_Problem description:_ Make a verbatim copy of the entries below; pictures stay out.

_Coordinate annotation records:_
--*--

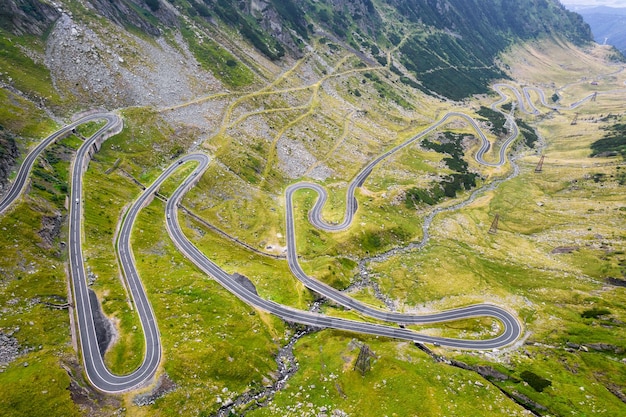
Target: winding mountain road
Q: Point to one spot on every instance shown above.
(95, 368)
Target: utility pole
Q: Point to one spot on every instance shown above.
(539, 166)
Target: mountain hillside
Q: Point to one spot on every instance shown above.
(470, 157)
(608, 24)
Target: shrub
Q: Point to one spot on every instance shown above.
(538, 383)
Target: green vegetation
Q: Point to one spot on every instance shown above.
(496, 118)
(594, 313)
(538, 383)
(386, 91)
(20, 70)
(216, 59)
(527, 131)
(462, 179)
(613, 143)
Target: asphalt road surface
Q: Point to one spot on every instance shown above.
(22, 174)
(511, 331)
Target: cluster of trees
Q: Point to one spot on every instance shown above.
(461, 179)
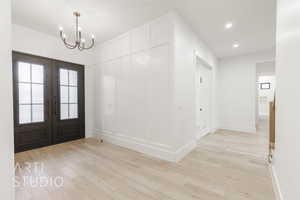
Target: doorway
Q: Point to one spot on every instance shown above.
(48, 101)
(203, 98)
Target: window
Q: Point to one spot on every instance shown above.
(31, 93)
(68, 94)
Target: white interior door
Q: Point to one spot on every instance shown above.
(203, 99)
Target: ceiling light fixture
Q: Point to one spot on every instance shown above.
(80, 42)
(236, 45)
(228, 25)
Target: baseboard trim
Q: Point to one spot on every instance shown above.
(155, 150)
(275, 183)
(203, 133)
(185, 150)
(242, 130)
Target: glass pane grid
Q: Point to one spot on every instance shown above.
(31, 93)
(68, 94)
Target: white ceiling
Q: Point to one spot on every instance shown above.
(254, 20)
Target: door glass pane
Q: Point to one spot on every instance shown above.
(37, 113)
(24, 93)
(37, 73)
(37, 93)
(73, 95)
(64, 94)
(72, 78)
(64, 111)
(24, 72)
(73, 111)
(24, 114)
(63, 76)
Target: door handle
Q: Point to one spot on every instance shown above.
(55, 107)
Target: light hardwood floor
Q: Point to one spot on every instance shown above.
(100, 171)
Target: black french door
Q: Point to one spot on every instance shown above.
(48, 101)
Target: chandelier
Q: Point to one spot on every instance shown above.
(80, 42)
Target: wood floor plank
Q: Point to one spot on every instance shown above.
(225, 166)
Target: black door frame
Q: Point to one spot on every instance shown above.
(50, 97)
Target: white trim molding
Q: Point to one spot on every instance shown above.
(275, 183)
(155, 150)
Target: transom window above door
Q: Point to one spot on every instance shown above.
(30, 92)
(68, 94)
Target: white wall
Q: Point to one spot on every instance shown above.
(30, 41)
(265, 96)
(287, 163)
(134, 89)
(142, 103)
(6, 106)
(186, 45)
(237, 91)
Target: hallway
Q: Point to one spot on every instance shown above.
(252, 144)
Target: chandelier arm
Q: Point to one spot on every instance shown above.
(77, 29)
(79, 42)
(70, 46)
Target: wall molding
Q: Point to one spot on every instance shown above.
(275, 183)
(152, 149)
(185, 150)
(238, 129)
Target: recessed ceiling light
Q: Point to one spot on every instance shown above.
(228, 25)
(236, 45)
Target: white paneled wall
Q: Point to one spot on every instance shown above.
(135, 90)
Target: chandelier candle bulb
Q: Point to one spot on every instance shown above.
(79, 42)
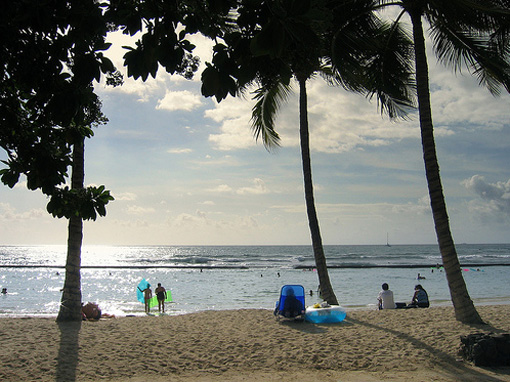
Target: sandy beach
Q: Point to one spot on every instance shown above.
(248, 345)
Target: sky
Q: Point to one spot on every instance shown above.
(186, 170)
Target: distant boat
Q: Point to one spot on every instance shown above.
(387, 242)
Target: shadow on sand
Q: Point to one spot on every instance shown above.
(68, 351)
(450, 365)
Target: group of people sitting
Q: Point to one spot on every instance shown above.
(386, 301)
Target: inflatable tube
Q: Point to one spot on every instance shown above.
(332, 314)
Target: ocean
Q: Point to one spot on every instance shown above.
(234, 277)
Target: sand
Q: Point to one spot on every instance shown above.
(248, 345)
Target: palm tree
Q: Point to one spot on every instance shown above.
(294, 41)
(473, 33)
(70, 306)
(77, 204)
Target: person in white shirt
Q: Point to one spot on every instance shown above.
(385, 298)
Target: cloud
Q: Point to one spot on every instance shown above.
(125, 196)
(233, 115)
(9, 213)
(222, 188)
(139, 210)
(258, 188)
(179, 151)
(494, 197)
(179, 100)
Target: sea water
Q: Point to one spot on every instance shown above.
(234, 277)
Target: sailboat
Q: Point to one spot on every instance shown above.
(387, 242)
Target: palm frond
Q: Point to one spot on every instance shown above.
(486, 55)
(269, 98)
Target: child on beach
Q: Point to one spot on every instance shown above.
(147, 294)
(161, 294)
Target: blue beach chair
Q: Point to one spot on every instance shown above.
(291, 304)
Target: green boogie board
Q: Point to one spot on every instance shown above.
(154, 299)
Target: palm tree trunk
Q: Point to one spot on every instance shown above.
(465, 310)
(320, 259)
(70, 306)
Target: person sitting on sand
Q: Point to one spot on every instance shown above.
(161, 294)
(147, 294)
(385, 298)
(91, 311)
(292, 307)
(420, 298)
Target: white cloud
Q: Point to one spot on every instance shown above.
(233, 115)
(139, 210)
(258, 188)
(222, 188)
(494, 197)
(129, 196)
(9, 213)
(179, 100)
(180, 151)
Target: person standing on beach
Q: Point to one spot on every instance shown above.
(161, 294)
(147, 294)
(385, 298)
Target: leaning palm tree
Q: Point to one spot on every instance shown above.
(78, 203)
(288, 41)
(471, 33)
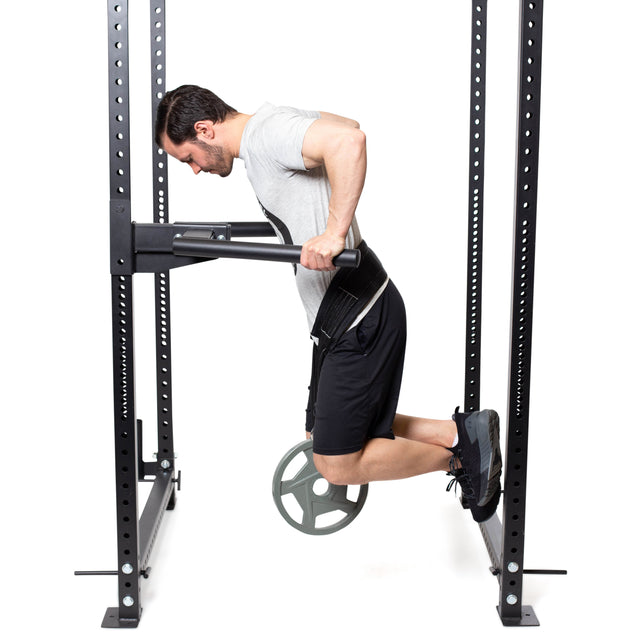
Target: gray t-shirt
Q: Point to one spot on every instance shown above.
(294, 199)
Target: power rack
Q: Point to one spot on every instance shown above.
(161, 246)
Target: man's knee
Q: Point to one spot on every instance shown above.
(339, 470)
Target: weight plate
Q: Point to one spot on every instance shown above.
(314, 502)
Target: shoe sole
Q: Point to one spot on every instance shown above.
(486, 427)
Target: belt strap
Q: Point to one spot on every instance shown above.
(348, 294)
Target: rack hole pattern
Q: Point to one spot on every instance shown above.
(522, 303)
(476, 203)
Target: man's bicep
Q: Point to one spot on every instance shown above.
(321, 137)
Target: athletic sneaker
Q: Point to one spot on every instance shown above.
(478, 454)
(480, 514)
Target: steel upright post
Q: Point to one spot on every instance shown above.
(510, 607)
(127, 613)
(476, 203)
(166, 455)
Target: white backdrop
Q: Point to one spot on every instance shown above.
(413, 564)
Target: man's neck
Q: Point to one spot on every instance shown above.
(234, 128)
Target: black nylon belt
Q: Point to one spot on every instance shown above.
(348, 294)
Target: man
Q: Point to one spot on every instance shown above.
(308, 170)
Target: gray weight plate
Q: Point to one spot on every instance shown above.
(314, 502)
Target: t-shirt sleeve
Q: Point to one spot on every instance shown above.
(283, 136)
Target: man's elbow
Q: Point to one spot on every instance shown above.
(357, 141)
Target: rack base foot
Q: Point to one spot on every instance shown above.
(112, 621)
(528, 619)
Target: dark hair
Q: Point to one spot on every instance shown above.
(181, 108)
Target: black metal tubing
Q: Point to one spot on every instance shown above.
(477, 104)
(151, 518)
(510, 606)
(125, 428)
(251, 230)
(164, 401)
(200, 247)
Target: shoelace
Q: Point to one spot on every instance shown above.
(460, 478)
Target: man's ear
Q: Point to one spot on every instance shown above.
(205, 129)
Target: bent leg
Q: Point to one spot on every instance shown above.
(439, 432)
(383, 459)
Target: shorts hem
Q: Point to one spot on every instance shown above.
(347, 450)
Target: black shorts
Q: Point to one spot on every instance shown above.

--*--

_Answer for the task:_
Target: winding mountain road
Q: Point to one spot on every instance shown above.
(95, 368)
Target: utility pole
Q: Point to one spot on every instance shown above.
(539, 166)
Target: mountain hillside
Q: Point to one spot on every instance shown above.
(470, 157)
(608, 24)
Target: shrub
Q: Point to one spot on every instance shown above.
(538, 383)
Target: green vegetation
Q: Point to one spot on every instance shown above.
(496, 118)
(594, 313)
(538, 383)
(386, 91)
(20, 70)
(216, 59)
(527, 131)
(462, 179)
(613, 143)
Target: asphalt road surface
Q: Point to one spot on every instance shown above.
(22, 174)
(511, 331)
Target: cluster of trees
Q: Point to one spot on every instance shown above.
(461, 179)
Target: doorway
Q: Point to one spot on every instance shown above.
(48, 101)
(203, 98)
Target: window
Q: Point to one spot on every instance shown above.
(31, 93)
(68, 94)
Target: white interior door
Q: Point to one spot on every instance shown above.
(203, 99)
Target: ceiling light fixture
Q: Point to one spot on every instance shown above.
(80, 42)
(236, 45)
(228, 25)
Target: baseboard trim
Q: Point to one spot on every instance shown above.
(155, 150)
(275, 183)
(203, 133)
(185, 150)
(242, 130)
Target: glass pane grid
Q: Point to one spot on every instance shown above.
(31, 93)
(68, 94)
Target: white ceiling
Q: Point to one spot on every instance shown above.
(254, 20)
Target: door glass pane
Q: Point to one spot on every instance shown above.
(37, 113)
(24, 93)
(37, 73)
(37, 93)
(73, 95)
(64, 94)
(72, 78)
(64, 111)
(24, 72)
(73, 111)
(24, 114)
(63, 76)
Target: door handle
Q: Point to one spot on every instance shown above.
(55, 107)
Target: light hardwood floor
Q: Point to one spot on every instance shown above.
(100, 171)
Target: black french door
Q: Point to one spot on every instance shown above.
(48, 101)
Target: chandelier
Q: Point to one spot on every instance shown above.
(80, 42)
Target: wood floor plank
Q: Point to one spot on every instance shown above.
(225, 166)
Target: black door frame
Q: Point to one spot on every instance shown above.
(50, 97)
Target: white trim molding
Q: Point to one spot on every instance shown above.
(275, 183)
(155, 150)
Target: transom window above door
Q: Point to one spot on every instance shown above.
(30, 92)
(68, 94)
Target: white wall
Q: Point to one spot on every instance shown above.
(30, 41)
(265, 96)
(287, 163)
(134, 89)
(142, 103)
(6, 106)
(186, 45)
(237, 91)
Target: hallway
Q: Point to one spot on every instance shown above.
(252, 144)
Target: chandelier arm
Q: Point to one spot on every instance shown above.
(77, 29)
(79, 42)
(70, 46)
Target: wall molding
Q: Point to one spot on every instance shown above.
(275, 183)
(152, 149)
(185, 150)
(238, 129)
Target: recessed ceiling light
Q: Point to one spot on every instance shown above.
(228, 25)
(236, 45)
Target: white paneled wall
Q: Point to one spot on every instance shown above.
(135, 90)
Target: chandelier candle bulb
Q: Point to one spot on every instance shown above.
(79, 42)
Target: sandy beach
Q: Point to one spot on every instance shown above.
(248, 345)
Target: sky
Q: Point to one spot on every instance shown above.
(186, 170)
Target: distant boat
Q: Point to one spot on every instance shown above.
(387, 242)
Target: shadow on sand
Q: Point to one spot on every instance shown above.
(68, 351)
(450, 365)
Target: group of people sitting
Q: Point to one spot on every instance shown above.
(386, 301)
Target: inflatable tube
Q: Point to one spot on every instance shown above.
(332, 314)
Target: ocean
Q: Point to one spot on every instance shown above.
(234, 277)
Target: sand
Q: Point to one spot on every instance shown above.
(248, 345)
Target: palm tree
Q: Point to one spot on every instance shown above.
(294, 41)
(473, 33)
(70, 306)
(77, 204)
Target: person in white shirt
Q: Point to one spot on every instance shown above.
(385, 298)
Target: cloud
Q: Point to one spot on every instance shown above.
(125, 196)
(233, 115)
(9, 213)
(222, 188)
(139, 210)
(258, 188)
(179, 151)
(494, 197)
(179, 100)
Target: sea water
Q: Point to one spot on every instance shown above.
(234, 277)
Target: sailboat
Q: Point to one spot on every instance shown above.
(387, 242)
Target: palm frond
Q: Point to one spot on every instance shown above.
(486, 55)
(269, 98)
Target: child on beach
Q: Point to one spot on every instance shown above.
(147, 294)
(161, 294)
Target: blue beach chair
Q: Point to one spot on every instance shown above.
(291, 304)
Target: green boogie board
Q: Point to one spot on every instance shown above.
(154, 299)
Target: palm tree trunk
Q: Point to one spot on every instance shown above.
(465, 310)
(320, 259)
(70, 306)
Target: person sitting on sand
Q: Point to one spot on every instance shown above.
(161, 294)
(147, 294)
(385, 298)
(91, 311)
(292, 307)
(420, 298)
Target: white cloud
Q: Point to one spot on every instance shown above.
(233, 115)
(139, 210)
(258, 188)
(222, 188)
(494, 197)
(129, 196)
(9, 213)
(179, 100)
(180, 151)
Target: person standing on beach
Q: Point to one spot on every instance shown above.
(161, 294)
(147, 294)
(385, 298)
Target: leaning palm tree
Q: Point to one spot on every instance shown above.
(78, 203)
(288, 41)
(471, 33)
Target: gray t-shirt
Q: Point to one spot on every instance shown above.
(294, 199)
Target: power rack
Q: Point to one spot on every instance shown above.
(161, 246)
Target: man's knee
Q: Point to one spot on every instance shown above.
(339, 470)
Target: weight plate
Q: Point to one spot on every instance shown above.
(314, 502)
Target: shoe sole
Q: Point to one spot on every instance shown above.
(486, 427)
Target: belt strap
Q: Point to one spot on every instance shown above.
(348, 294)
Target: rack hole pattern
Q: Point to one spot on every instance shown above.
(522, 303)
(476, 203)
Target: man's bicep
Q: Point to one spot on every instance shown above.
(321, 137)
Target: athletic sneaker
Q: Point to one spot on every instance shown above.
(478, 454)
(480, 514)
Target: steel upright post
Q: Point to one spot on every instance shown above.
(510, 607)
(127, 613)
(476, 203)
(166, 455)
Target: white backdrop
Q: Point to one spot on every instance shown above.
(413, 564)
Target: man's neck
Q: Point to one spot on every instance shown above.
(234, 128)
Target: black nylon belt
Q: Point to one spot on every instance shown above.
(348, 294)
Target: man
Q: Point to one spot on every instance shown above.
(308, 170)
Target: gray weight plate
Q: Point to one spot on every instance shown above.
(314, 502)
Target: t-shirt sleeve
Q: Point to one spot on every instance shown above.
(283, 136)
Target: man's elbow
Q: Point to one spot on every instance shown above.
(357, 141)
Target: rack base foot
Q: Point to one spot on every instance shown above.
(112, 621)
(528, 619)
Target: dark hair
Q: Point to one spot on every instance shown above.
(181, 108)
Target: black metal tubing
Q: Point to one spot on every instance shown above.
(477, 104)
(151, 518)
(510, 606)
(125, 428)
(251, 230)
(164, 401)
(200, 247)
Target: shoelace
Q: Point to one spot on every instance shown above.
(460, 478)
Target: man's ear
Q: Point to one spot on every instance shown above.
(205, 129)
Target: bent leg
Q: Point to one spot on every instance shown above.
(439, 432)
(383, 459)
Target: shorts hem
Q: Point to one spot on every instance shown above.
(347, 450)
Target: black shorts
Q: Point to one spot on every instance shown above.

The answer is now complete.